───── Records provided ─────
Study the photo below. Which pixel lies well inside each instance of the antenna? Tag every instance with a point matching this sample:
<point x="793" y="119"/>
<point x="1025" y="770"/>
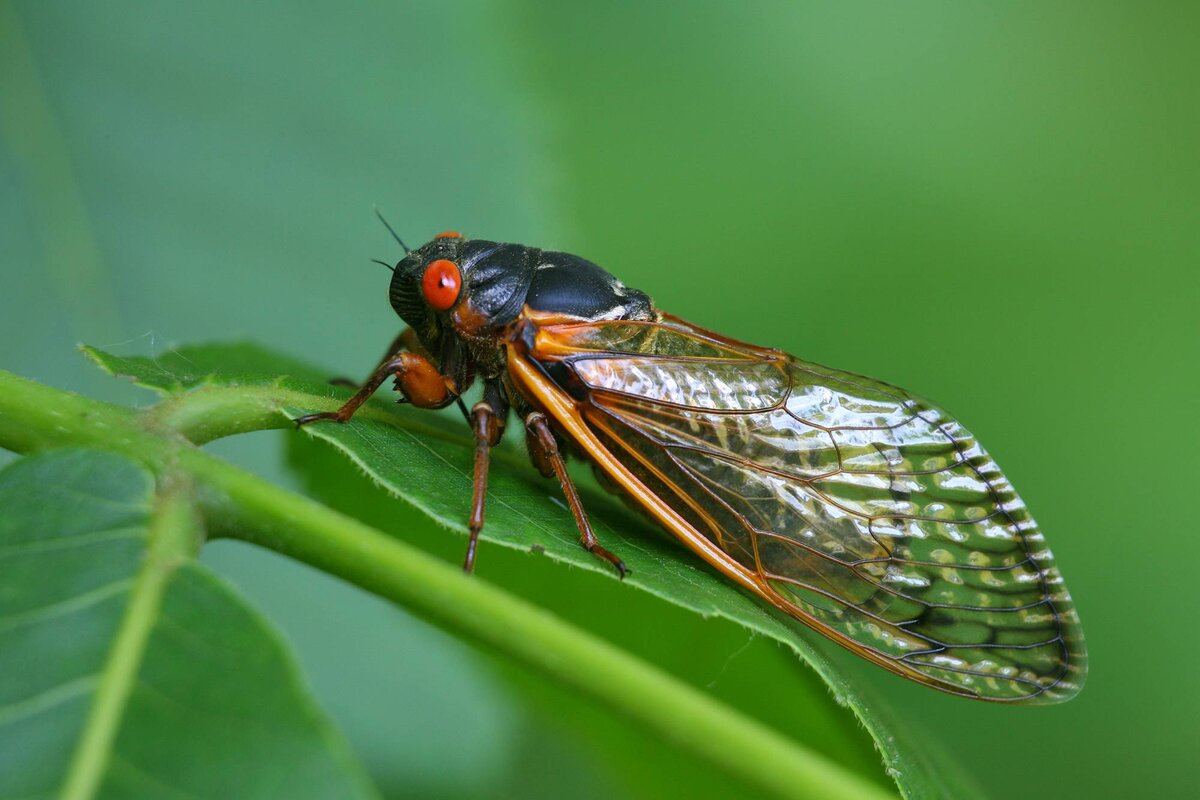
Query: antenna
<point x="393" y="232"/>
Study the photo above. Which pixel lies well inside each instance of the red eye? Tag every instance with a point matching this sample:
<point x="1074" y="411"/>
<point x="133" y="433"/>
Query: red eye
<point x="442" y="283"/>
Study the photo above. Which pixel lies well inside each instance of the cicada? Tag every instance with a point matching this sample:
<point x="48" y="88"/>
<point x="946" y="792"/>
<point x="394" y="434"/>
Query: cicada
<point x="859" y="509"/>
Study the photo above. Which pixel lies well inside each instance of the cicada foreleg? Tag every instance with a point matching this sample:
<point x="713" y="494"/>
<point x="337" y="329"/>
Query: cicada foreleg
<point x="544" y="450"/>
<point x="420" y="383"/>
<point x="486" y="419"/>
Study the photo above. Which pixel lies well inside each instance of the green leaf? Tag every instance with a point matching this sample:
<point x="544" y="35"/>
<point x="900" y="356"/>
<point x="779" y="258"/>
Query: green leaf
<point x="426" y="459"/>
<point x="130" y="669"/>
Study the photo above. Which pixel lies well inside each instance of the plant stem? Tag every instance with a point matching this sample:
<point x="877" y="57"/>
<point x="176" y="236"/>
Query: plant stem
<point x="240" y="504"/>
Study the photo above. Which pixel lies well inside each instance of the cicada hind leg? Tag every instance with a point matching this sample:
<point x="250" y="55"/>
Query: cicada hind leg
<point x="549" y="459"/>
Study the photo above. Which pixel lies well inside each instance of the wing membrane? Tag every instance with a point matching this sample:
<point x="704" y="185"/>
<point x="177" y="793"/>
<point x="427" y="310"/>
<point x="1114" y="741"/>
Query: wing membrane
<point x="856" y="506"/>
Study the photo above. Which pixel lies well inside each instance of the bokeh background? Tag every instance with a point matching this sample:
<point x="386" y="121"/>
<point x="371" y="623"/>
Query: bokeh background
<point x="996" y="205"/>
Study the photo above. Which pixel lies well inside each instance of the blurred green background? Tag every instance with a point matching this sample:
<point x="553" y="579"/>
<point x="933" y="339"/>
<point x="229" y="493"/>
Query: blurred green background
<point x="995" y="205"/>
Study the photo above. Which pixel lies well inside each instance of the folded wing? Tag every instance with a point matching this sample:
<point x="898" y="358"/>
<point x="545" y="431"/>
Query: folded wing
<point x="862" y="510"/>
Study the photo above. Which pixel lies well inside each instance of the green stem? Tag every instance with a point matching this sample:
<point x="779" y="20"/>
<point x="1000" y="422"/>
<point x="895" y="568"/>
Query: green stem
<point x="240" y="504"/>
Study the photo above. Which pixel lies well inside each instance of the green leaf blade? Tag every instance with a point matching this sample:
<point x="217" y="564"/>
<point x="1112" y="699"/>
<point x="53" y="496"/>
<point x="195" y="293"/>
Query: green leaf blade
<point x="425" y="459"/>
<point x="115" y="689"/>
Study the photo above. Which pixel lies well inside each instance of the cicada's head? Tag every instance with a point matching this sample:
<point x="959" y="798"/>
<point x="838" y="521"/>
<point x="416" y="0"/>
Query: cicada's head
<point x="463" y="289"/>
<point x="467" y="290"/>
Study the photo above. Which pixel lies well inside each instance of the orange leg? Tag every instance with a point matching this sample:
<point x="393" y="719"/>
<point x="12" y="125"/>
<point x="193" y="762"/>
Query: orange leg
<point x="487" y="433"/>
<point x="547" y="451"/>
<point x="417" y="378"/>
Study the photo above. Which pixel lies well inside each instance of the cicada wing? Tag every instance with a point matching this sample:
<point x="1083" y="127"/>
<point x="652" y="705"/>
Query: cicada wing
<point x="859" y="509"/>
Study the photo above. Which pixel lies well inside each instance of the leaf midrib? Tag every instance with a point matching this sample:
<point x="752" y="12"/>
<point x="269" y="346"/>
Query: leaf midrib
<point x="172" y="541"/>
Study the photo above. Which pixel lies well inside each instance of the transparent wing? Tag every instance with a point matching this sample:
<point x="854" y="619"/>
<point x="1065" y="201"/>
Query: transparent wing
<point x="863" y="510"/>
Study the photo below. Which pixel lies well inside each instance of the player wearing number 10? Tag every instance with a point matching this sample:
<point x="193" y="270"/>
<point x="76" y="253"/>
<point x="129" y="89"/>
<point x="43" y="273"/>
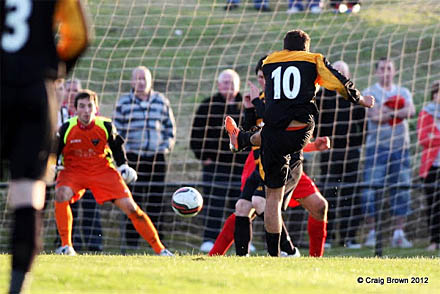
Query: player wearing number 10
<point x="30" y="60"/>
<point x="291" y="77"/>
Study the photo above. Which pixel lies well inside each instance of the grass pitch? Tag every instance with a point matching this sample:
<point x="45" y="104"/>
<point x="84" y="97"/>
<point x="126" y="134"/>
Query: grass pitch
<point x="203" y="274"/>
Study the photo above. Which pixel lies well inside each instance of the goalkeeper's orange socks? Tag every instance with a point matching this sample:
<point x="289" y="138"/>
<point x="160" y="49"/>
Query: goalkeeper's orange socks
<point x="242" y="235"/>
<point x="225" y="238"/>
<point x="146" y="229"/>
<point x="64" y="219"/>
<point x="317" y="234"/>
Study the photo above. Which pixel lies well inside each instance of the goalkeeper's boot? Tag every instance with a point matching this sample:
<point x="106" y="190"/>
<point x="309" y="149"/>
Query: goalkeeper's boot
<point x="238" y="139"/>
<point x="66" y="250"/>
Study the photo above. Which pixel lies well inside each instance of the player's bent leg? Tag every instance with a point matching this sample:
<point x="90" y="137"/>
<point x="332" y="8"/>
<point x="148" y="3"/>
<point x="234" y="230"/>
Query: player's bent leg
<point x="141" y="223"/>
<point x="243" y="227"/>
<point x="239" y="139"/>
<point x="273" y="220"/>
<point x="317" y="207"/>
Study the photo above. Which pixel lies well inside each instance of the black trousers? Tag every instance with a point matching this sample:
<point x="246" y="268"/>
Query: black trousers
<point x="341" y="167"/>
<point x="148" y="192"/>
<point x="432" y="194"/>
─────
Given exercise - Write out the data again, from the line containing "the goalkeeper's boot?" through the end of the data, both included and with the requests kept. In the answer points, offset every x and y coordinate by -34, and leave the sample points inside the requests unchanged.

Solution to the exercise -
Study the photo above. Which pixel lies well inside each instance of the goalkeeper's boot? Tag every instance with a point matching this sample:
<point x="106" y="190"/>
<point x="309" y="149"/>
Query: goalkeeper's boot
<point x="204" y="105"/>
<point x="32" y="216"/>
Study the photo above. Which pixel lies well inside each instance of the player's bent leg? Tag every instance with a point matching this sample:
<point x="90" y="137"/>
<point x="332" y="8"/>
<point x="148" y="3"/>
<point x="234" y="230"/>
Query: player's bent leg
<point x="107" y="189"/>
<point x="209" y="193"/>
<point x="205" y="105"/>
<point x="239" y="186"/>
<point x="283" y="173"/>
Study the photo above. Which pixel lies well inside each instance of the black trousers? Tag every instance with a point matching this sample:
<point x="246" y="268"/>
Query: black trousers
<point x="307" y="133"/>
<point x="114" y="158"/>
<point x="398" y="160"/>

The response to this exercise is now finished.